**DOCUMENT EXTRACT**
0

By Eric Osiakwan and Yaw Owusu

Ecobank Transnational Incorporated (ETI), better known as Ecobank is a multinational African enterprise in the banking sector started in Lome, Togo with current operations in 36 African countries and representative offices in London, Paris, Beijing and Dubai. Shares of the pan-African banking conglomerate are traded on the Ghana Stock Exchange (GSE), Nigeria Stock Exchange (NSE) and the Côte d’Ivoire-based Bourse Régionale des Valeurs Mobilères SA (BRVM), a stock exchange for eight Francophone West African countries, featuring; Benin, Burkina Faso, Guinée-Bissau, Côte d’Ivoire, Mali, Niger, Sénégal and Togo.

RELATED: Sustainability or extinction: What African enterprises need to know about the next ten years

The principal Ecobank shareholders include Nedbank (21.2%), Qatar National Bank (20.1%), Arise B.V (14.1%), Public Investment Corporation (PIC) (13.5%), Social Security & National Insurance Trust (SSNIT) of Ghana (3.86%) and Alain Francis Nkontchou (1.06%).[1]

 

Ecobank Headquarters in Lome, Togo

ADVERTISEMENT

Ecobank was established in 1985 in response to the urgent financial needs of entrepreneurs across West Africa to serve both Anglophone and Francophone markets. The initiative originated from the Federation of West African Chambers of  Commerce & Industry (FEWACCI), a regional body that promotes economic cooperation and development.

A bank for unique financial needs of entrepreneurs across West Africa

The Federation’s vision of creating a private regional banking institution was embraced by the bank’s founders, including Gervais Koffi Djondo of Togo and Adeyemi Lawson of Nigeria. Their goal was to facilitate trade and enhance economic development within the region, a vision solidified at a meeting in Mali  in 1972 where  the concept of a private sector institution was first debated.

In October 1985, ETI was incorporated with an authorized capital of US$100 million, backed by initial paid-up capital of US$32 million sourced from over 1,500 individuals and institutions throughout West Africa. The ECOWAS Fund for Compensation and Development was the largest shareholder, underscoring the bank’s regional focus right from its early days. The Togolese government granted ETI the status of an international organization, enabling it to operate as a non-resident financial institution with the necessary privileges and rights.[2]

The founders – Gervais Koffi Djondo, Adeyemi Lawson and Philip Asiodu – envisioned an indigenous African banking enterprise that would unite and serve the African continent, so they brought in Arnold Ekpe, a key figure in the bank’s early success, establishing a robust banking presence in Nigeria, Ivory Coast and others. Throughout the late 1980s and early 1990s, Ecobank continued to expand its network, focusing on fostering economic integration and offering innovative financial services tailored to the unique needs of the region’s diverse markets.[3]

Gervais Koffi Djondo with a model Asky Airline plane

ADVERTISEMENT

Birth of Asky: A private, competitive, cost-effective airline

In 2005, Gervais Koffi Djondo took to the skies to create a multinational African air passenger carrier, Asky Airlines, with Togo as its headquarters and Mr. Djondo as president.[4] At a conference of the Economic Community of West African States (ECOWAS) and the West African Economic and Monetary Union (UEMOA), hosted in Niamey, Niger on 10 January 2004, the group decided to establish a private, competitive, cost-effective airline offering all guarantees of safety and security for the region.

**SUPPLIED MATERIAL**
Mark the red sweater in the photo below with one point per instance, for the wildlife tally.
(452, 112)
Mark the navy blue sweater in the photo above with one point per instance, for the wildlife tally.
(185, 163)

**TASK INSTRUCTIONS**
[a] According to the Ecobank article, what authorized capital was ETI incorporated with in October 1985?
[b] Carry the article on Ecobank and Asky Airlines forward from the point where it stops.

**FINAL RESULTS**
[a] US$100 million

[b]
The following year, Gervais seized the opportunity and brought in Ethiopian Airlines as technical and strategic partner under a management contract for the first five years of operation, holding a 40% stake.[5] Asky Airlines took after the ethos of the award-winning Ethiopian Airlines, a multinational African enterprise owned by the Ethiopian government since its formation in 1945 by Emperor Haile Selassie.

Rise and rise of MTN Group

MTN Group Limited (formerly M-Cell) is a South African multinational enterprise and mobile telecommunications provider. With a market capitalization of $12.9 billion, MTN is among the largest mobile network operators in the world, and the largest in Africa. The company is active in over 20 countries including Asian countries like Syria, with one-third of company revenue generated in Nigeria.[6] Armed with 288 million mobile subscribers and 20 million mobile money subscribers, the world’s 10th largest mobile network operator by subscriber base, MTN, is listed on the stock exchanges in South Africa, Nigeria, Ghana, Rwanda and the UK.

MTN Headquarters in South Africa

In 1994 after Nelson Mandela was sworn in as the first democratically-elected President of South Africa, the first call was made on the MTN network, heralding a promising beginning with the help of the South African government. In 1995, it replaced its then CEO, John Beck, with Robert (Bob) Chaphe and founder Leena Jaitley. In 2001, the company announced Johnnic Holdings as its controlling shareholder, with Irene Charnley as the chairperson. In 2002, Phuthuma Nhleko became the Chief Executive, replacing Paul Edwards, who had invested in MTN’s expansion into Nigeria.[7]

African enterprises enter the era of mergers and acquisitions

Some of these multinational African enterprises are a result of mergers and acquisitions and not necessarily organic growth. Case in point is the merger of Wasoko of Kenya and Egypt’s MaxAB to form Africa’s largest tech merged enterprise ever, creating a powerful Business to Business (B2B) e-commerce platform spanning Kenya, Tanzania, Egypt, and Morocco.[8] The two companies affirm that the all-stock transaction heralds “an evolution from B2B e-commerce companies to a multi-vertical ecosystem for Africa’s $600 billion informal retail sector.”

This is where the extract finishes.